--- start of MATERIAL PROVIDED ---

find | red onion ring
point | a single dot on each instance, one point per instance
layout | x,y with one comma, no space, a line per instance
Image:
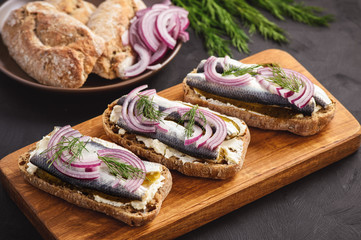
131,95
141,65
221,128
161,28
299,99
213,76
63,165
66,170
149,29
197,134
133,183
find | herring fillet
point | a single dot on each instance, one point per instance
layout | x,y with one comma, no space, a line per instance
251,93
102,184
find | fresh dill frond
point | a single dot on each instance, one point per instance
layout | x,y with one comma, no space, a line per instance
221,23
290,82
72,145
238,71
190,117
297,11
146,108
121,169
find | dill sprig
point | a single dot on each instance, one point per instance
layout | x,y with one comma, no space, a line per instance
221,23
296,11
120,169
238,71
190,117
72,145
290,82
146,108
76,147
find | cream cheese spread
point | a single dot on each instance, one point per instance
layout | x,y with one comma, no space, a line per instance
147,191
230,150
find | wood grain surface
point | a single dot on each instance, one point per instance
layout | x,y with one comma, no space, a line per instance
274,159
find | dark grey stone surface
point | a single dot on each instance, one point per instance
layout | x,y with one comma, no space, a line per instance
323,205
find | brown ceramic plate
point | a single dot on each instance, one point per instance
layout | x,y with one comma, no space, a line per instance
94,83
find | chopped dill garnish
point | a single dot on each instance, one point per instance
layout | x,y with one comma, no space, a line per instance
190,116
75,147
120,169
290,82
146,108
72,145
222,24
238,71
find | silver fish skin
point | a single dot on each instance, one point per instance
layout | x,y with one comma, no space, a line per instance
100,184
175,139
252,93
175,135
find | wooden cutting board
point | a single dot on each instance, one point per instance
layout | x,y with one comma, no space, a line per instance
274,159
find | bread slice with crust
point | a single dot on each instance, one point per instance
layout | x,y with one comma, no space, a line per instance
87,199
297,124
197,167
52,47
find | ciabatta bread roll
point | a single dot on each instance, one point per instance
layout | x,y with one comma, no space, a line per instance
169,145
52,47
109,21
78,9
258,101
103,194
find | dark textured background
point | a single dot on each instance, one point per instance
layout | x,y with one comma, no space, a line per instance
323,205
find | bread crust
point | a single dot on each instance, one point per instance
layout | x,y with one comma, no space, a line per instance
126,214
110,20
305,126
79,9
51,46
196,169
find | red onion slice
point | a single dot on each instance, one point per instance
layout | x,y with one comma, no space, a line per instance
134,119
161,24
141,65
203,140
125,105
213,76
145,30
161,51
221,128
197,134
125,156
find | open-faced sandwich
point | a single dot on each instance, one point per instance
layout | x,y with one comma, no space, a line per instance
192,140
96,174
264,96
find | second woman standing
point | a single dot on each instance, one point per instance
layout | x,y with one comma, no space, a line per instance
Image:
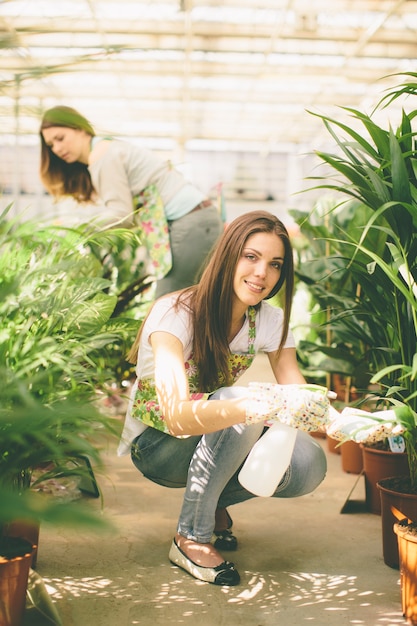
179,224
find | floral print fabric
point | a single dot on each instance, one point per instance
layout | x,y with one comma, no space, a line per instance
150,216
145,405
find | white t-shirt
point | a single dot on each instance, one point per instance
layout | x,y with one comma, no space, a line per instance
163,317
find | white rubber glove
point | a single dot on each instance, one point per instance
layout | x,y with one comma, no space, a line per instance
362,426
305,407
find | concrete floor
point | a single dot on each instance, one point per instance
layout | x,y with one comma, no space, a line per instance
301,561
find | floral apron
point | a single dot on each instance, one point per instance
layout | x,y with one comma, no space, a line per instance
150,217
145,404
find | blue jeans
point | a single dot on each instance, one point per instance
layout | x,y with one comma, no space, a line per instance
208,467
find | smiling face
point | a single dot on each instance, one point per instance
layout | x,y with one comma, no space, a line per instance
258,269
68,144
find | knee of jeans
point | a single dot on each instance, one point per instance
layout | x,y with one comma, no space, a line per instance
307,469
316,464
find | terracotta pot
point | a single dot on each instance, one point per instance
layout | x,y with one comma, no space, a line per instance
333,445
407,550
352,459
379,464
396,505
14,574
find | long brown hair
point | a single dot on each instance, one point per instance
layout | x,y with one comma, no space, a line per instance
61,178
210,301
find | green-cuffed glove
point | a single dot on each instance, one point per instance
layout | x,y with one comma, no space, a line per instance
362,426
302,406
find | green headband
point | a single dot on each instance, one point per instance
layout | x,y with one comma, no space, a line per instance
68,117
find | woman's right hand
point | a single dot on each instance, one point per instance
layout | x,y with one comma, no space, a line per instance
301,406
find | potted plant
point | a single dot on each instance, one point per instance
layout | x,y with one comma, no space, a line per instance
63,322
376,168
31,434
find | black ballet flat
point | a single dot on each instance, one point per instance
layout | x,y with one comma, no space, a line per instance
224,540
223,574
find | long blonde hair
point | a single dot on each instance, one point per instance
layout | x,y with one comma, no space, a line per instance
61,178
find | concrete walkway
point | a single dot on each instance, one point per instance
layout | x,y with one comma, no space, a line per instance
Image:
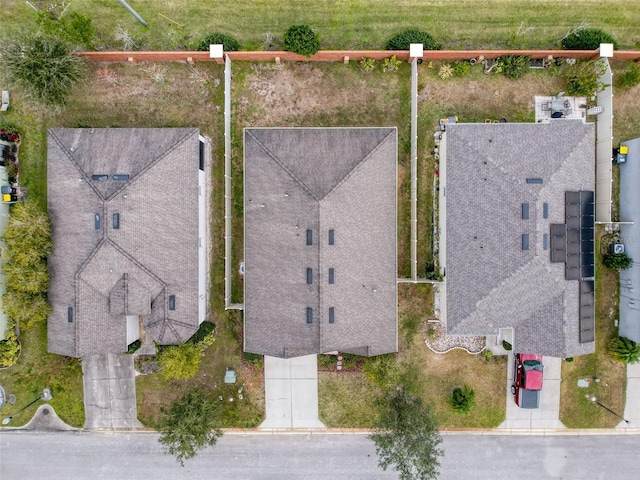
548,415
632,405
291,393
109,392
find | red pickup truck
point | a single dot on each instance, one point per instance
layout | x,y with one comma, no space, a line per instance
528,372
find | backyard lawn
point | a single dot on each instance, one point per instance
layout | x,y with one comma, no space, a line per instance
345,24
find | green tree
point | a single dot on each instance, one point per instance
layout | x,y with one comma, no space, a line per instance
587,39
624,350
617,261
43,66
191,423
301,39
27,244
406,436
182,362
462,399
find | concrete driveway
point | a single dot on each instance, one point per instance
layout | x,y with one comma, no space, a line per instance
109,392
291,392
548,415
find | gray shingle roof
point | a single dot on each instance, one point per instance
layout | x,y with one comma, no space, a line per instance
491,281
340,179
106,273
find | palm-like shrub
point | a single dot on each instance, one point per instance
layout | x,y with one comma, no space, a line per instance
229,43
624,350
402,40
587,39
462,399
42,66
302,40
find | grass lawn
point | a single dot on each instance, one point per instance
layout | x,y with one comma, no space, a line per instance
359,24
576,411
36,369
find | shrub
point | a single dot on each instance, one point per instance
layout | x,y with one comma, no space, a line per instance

--- end of MATERIAL PROVIDED ---

Reproduce the records above exactly, leaving out every picture they contain.

find | red onion ring
point | a single dot on each instance, one point per instance
layout | x,y with one comma, no space, a line per instance
Image:
131,95
141,65
221,128
161,28
299,99
213,76
63,165
66,170
149,29
197,134
133,183
find | herring fillet
point | a single dot on each instance, one point per instance
layout | x,y with one comma, no space, a line per instance
251,93
102,184
find | fresh dill frond
point | a single dot on each instance, one point per instance
layout | x,y with one comma, no space, a line per instance
221,23
290,82
72,145
238,71
190,117
297,11
146,108
121,169
find | dill sprig
point | a single dot on each instance, one point per instance
layout | x,y with one comma, no space, a line per instance
221,23
296,11
120,169
238,71
190,117
72,145
290,82
146,108
76,147
find | cream cheese spread
point | a single dot on each instance, one point per instance
layout | x,y with one comma, no space, a line per instance
147,191
230,150
find | wood grain surface
point | a single dot on each instance, one point per instance
layout | x,y with one comma, no space, a line per instance
274,159
find | dark grey stone surface
point | a single dot on each instance, one point per instance
layout | x,y with one comma, no space, a line per instance
323,205
find | brown ceramic plate
point | a single dot on each instance, one point per instance
layout | x,y with one comma, no space, a line per instance
94,83
find | chopped dill garnish
point | a single dot on each instance, one point per instance
layout | x,y with one comma, no space, a line per instance
190,116
75,147
120,169
290,82
146,108
72,145
222,24
238,71
find | silver fish skin
point | a single dot on each instance, one point per instance
layout | x,y with one comma, no space, a line per instance
100,184
175,139
252,93
175,135
find | wooden cutting board
point | a single dot on each instance, one point per instance
layout | x,y with one comma, no space, a line per instance
274,159
find | bread slice with crust
point | a single dot on each instance, one point per instance
layout | x,y with one comma, no space, a line per instance
87,199
297,124
197,167
52,47
find | ciabatta bread roll
point | a single dot on each instance, one point per instance
layout | x,y with one comma, no space, a line per instance
169,145
52,47
109,21
78,9
258,101
103,194
find | dark textured background
point | a single dot on each instance, one point per instance
layout | x,y with one comma, no space, a line per instance
323,205
find | bread crust
point | a single dot on each instance, one point per instance
layout | x,y with one comma, no space, a line per instance
126,214
110,20
305,126
79,9
51,46
196,169
find | red onion slice
point | a single dot on each instance, one point per instance
layout | x,y with one comma, no space, a line per instance
134,119
161,24
141,65
203,140
125,105
213,76
145,30
161,51
221,128
197,134
125,156
find | open-faced sandwich
point | a single dot on each instance, one point per instance
layout | x,y with one comma, no space, a line per instance
192,140
96,174
264,96
find | second woman standing
point | a single dot on each instance, one point per instance
layout | x,y with one comma, no space, a line per instance
Image:
179,224
find | floral print fabric
point | a single dot on each instance, one point per instance
layout | x,y with one comma, no space, a line per instance
150,216
145,405
find | white t-shirt
point | a single dot on each instance, one point per instance
layout | x,y with one comma, no space, a line per instance
163,317
find | white rubber glove
point | a single dot on each instance, one point per instance
layout | x,y with one comma, no space, a line per instance
362,426
305,407
find | concrete floor
point | a single dot on each instance, one point per instance
layout | x,y with one comma, no space, a line per instance
301,561
find | floral apron
point | a single dot on each instance, one point per instance
layout | x,y with one comma, no space, a line per instance
150,217
145,404
find | blue jeans
point | a single dot on each instance, one point per instance
layout | x,y with one comma, no space, a line per instance
208,467
find | smiling face
point | a single dot on each instance, one point per instance
layout | x,y with one comma, no space, a line per instance
258,269
68,144
find | knee of jeans
point | a single dot on each instance, one point per instance
layout | x,y with one comma, no space, a line per instance
307,469
316,464
find | terracotta pot
point | a single dot on each instance, one point per instance
layout | x,y with one comma, no space, a line per instance
333,445
407,550
352,459
379,464
396,505
14,574
find | long brown hair
point | a single dot on each instance, one point per instance
layout | x,y with one comma, no space, a line per instance
61,178
210,301
find | green-cuffed glove
point | a single dot on each instance, one point per instance
layout | x,y with one comma, no space, a line per instance
362,426
302,406
find | green headband
point | a single dot on each instance, one point per instance
layout | x,y with one comma, no space, a line per instance
68,117
find | woman's right hand
point | a single dot on each instance, one point per instance
layout | x,y with one comma, no space, a line per instance
301,406
find | potted plant
point | a single dot on each instance, one point per instance
layout | x,y with one comma, no space, a line per instance
63,322
376,168
31,434
find | black ballet flat
point | a single dot on each instance, one point per instance
layout | x,y with one comma, no space, a line per instance
224,540
223,574
find | long blonde hair
point | a single dot on each instance, one point per instance
layout | x,y with one comma, no space, a line per instance
61,178
find | concrete walkway
point | a single dot on each instance, one point per instance
layout | x,y with one comma, no space, a line per instance
Image:
548,415
632,405
291,393
109,392
find | red pickup truck
point | a single dot on each instance, one point per instance
layout | x,y with one comma, no space, a line per instance
528,372
find | backyard lawn
point | a single dot on each instance, one point per instance
layout | x,y with one comma, no space, a line per instance
345,24
find | green tree
point | a single dot on each instance, one point per instance
layout | x,y with one comma, no space, a line per instance
587,39
624,350
617,261
43,66
191,423
301,39
27,244
406,436
182,362
462,399
find | concrete driveway
point | a single dot on each instance, one point per instance
layout | x,y with one comma, no space, a line per instance
109,392
291,392
548,415
find | gray shingle roof
point | a single dot on each instance, one point per instance
layout | x,y with one comma, no space, a line per instance
491,281
340,179
106,273
find | palm-like shrub
point | a single dot on each instance, one point per instance
layout | x,y with one comma, no space, a line per instance
229,43
624,350
402,40
587,39
462,399
42,66
302,40
find | grass lawn
point | a single dot on each instance, one point per instance
layout | x,y with one comma, no space, a line per instance
359,24
576,411
36,369
find | shrub
point | a single dot on each instance, one point per instance
layout | x,y with one comma, no space, a line per instance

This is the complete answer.